Could you reproduce this listing from its first line through the line containing "[236,316,1098,786]", both ends included, with the requests intact and every bounding-box coordinate scaled by 1.35 and rounded to the nearest whole number (halves rounding up)? Include only that span, and leave out the pictures.

+===+

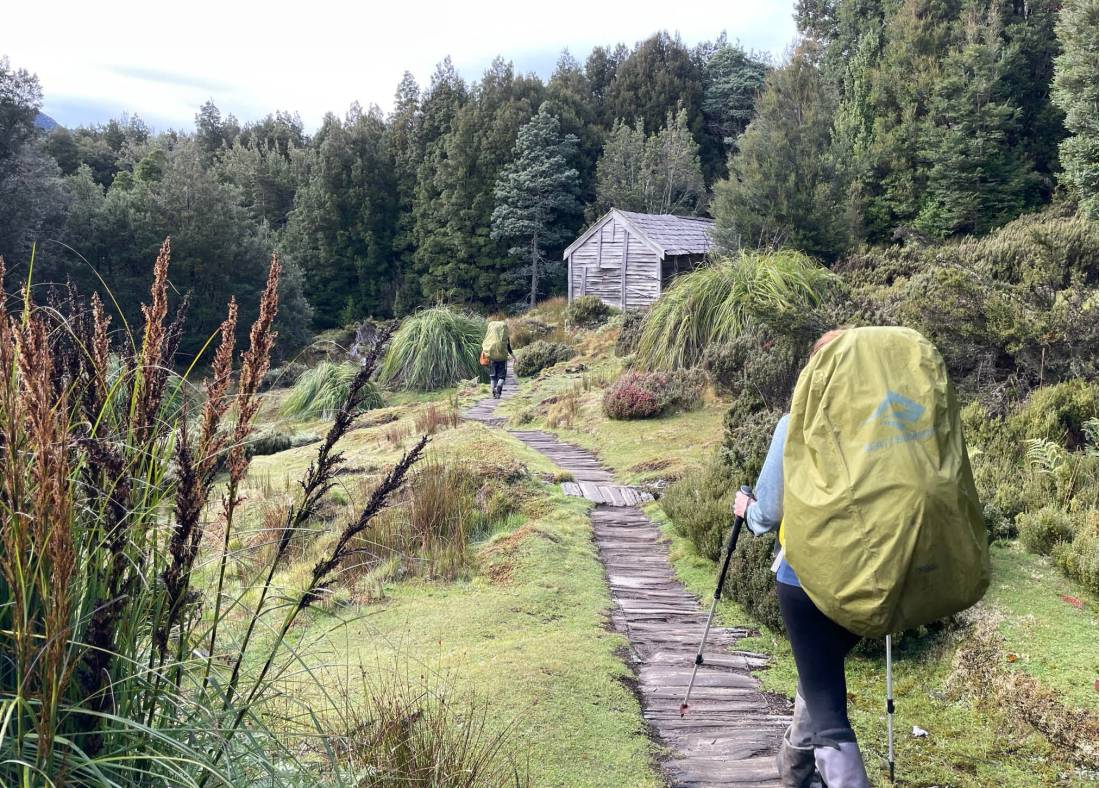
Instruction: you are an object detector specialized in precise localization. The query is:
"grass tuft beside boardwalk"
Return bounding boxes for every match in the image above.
[290,485,662,788]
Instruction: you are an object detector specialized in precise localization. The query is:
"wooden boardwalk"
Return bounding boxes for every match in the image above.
[466,375,790,788]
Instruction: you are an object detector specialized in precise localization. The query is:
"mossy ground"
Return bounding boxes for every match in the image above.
[236,316,1098,786]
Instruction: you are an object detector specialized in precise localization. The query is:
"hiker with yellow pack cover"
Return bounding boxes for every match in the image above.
[734,328,989,788]
[481,320,516,400]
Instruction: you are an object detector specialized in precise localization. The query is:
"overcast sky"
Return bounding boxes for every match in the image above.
[0,0,795,130]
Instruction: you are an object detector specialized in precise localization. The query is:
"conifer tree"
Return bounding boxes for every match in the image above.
[589,110,706,219]
[493,105,580,306]
[1053,0,1100,218]
[712,42,846,259]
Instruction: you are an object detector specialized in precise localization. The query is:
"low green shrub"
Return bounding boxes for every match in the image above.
[1007,380,1098,450]
[615,309,646,357]
[283,361,383,418]
[516,339,573,377]
[661,457,737,561]
[1016,505,1075,556]
[722,402,782,488]
[378,306,485,392]
[565,296,617,328]
[508,317,553,350]
[1051,510,1100,597]
[661,456,784,632]
[603,370,703,420]
[723,529,787,633]
[703,329,810,411]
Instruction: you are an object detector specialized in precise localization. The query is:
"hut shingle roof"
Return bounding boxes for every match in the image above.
[618,210,714,255]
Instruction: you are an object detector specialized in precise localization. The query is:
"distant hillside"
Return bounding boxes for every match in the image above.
[34,112,61,131]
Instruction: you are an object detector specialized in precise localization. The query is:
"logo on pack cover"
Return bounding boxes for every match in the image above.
[864,391,933,451]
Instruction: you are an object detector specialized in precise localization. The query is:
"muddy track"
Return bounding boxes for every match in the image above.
[465,365,790,788]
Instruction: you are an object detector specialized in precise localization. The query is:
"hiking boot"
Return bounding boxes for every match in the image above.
[776,691,821,788]
[814,736,871,788]
[776,725,820,788]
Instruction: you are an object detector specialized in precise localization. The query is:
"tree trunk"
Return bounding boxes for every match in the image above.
[531,234,539,307]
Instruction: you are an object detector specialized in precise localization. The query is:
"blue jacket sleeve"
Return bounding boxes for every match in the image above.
[745,414,791,536]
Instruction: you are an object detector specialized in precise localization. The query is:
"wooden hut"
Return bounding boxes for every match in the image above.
[562,208,714,309]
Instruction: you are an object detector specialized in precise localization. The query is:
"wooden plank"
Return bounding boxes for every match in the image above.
[459,378,790,788]
[568,254,573,303]
[619,232,630,309]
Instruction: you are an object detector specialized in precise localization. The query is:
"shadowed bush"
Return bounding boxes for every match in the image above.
[661,457,784,632]
[326,670,529,788]
[515,339,573,377]
[565,296,618,328]
[378,306,485,392]
[283,361,384,418]
[508,317,553,350]
[637,251,834,370]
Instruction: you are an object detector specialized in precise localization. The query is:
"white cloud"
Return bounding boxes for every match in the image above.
[0,0,794,129]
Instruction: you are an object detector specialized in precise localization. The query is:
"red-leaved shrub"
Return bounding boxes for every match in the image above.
[604,370,703,420]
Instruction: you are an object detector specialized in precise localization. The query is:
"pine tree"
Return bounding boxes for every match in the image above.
[642,109,706,216]
[1053,0,1100,218]
[712,43,847,259]
[607,32,703,150]
[587,120,646,215]
[703,43,768,169]
[415,58,545,307]
[914,10,1038,238]
[284,105,397,329]
[589,110,706,219]
[492,105,580,306]
[547,51,605,203]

+===+

Exercise solution:
Instruction: you are an object detector specialized in precise localization. The query is:
"grass tuft beside boardwalk"
Return bounding boxes for every match in the image above.
[392,655,894,1064]
Instruction: you are an object detector specialized in precise localization. The query is:
"wooden boardwalk"
Return bounding boxes for every match in the image above.
[629,506,1067,1064]
Instruction: you are an object detector specialized in precise localization. The query is:
"mossy ground"
Return bounding boxes for every match in the image above.
[319,427,1482,1061]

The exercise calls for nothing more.